**Task statement**
From the line holding "Mark one point on each instance of the stone" to the final line of the entries, set down each line exactly, including both, and nothing more.

*** Opening of Data to process ***

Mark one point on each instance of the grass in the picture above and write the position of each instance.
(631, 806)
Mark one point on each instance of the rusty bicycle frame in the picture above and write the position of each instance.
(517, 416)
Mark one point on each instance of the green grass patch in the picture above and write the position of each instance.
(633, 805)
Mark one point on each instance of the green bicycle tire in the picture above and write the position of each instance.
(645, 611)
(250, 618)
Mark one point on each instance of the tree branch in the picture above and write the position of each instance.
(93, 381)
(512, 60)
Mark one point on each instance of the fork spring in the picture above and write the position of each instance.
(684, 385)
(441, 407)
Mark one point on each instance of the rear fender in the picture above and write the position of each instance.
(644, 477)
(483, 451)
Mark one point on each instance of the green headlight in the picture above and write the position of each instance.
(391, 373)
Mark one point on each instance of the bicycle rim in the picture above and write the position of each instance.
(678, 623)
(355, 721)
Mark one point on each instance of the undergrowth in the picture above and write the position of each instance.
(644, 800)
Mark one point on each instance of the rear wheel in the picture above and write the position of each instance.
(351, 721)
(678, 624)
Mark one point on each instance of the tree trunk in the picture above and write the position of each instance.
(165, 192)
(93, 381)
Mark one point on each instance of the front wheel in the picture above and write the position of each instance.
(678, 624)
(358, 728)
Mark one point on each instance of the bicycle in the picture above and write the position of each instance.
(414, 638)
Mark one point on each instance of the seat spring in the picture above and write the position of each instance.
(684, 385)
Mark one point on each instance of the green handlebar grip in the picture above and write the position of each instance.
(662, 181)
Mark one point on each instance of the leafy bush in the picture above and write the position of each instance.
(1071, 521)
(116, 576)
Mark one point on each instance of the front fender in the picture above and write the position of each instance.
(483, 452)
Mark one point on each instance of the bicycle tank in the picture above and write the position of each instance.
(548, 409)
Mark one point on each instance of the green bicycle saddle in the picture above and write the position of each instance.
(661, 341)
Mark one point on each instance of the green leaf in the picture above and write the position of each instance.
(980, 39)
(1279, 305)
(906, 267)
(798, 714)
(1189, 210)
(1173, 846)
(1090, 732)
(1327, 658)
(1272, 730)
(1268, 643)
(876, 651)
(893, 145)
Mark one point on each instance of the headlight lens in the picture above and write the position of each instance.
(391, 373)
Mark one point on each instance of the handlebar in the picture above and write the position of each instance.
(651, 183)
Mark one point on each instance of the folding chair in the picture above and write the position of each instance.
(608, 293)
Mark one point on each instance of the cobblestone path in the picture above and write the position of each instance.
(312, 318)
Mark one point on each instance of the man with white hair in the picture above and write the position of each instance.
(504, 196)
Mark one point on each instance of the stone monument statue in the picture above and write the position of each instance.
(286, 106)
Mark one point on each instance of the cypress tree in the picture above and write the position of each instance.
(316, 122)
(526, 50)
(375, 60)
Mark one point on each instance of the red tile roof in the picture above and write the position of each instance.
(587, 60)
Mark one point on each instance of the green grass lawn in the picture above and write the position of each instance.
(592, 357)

*** Close of Data to process ***

**Answer space**
Mark one point on each instance of the stone monument statue in the picture above and write the position of each instance.
(286, 106)
Mark one point on each instance of the cypress tree in the picture above and write the position of each instance.
(316, 122)
(526, 50)
(375, 60)
Mark one point on each instance of the red tile roof in the picture above and write the position of each instance.
(587, 60)
Mark one point on each instance of the green grass lawn in the picture above and write the position of each instance.
(592, 357)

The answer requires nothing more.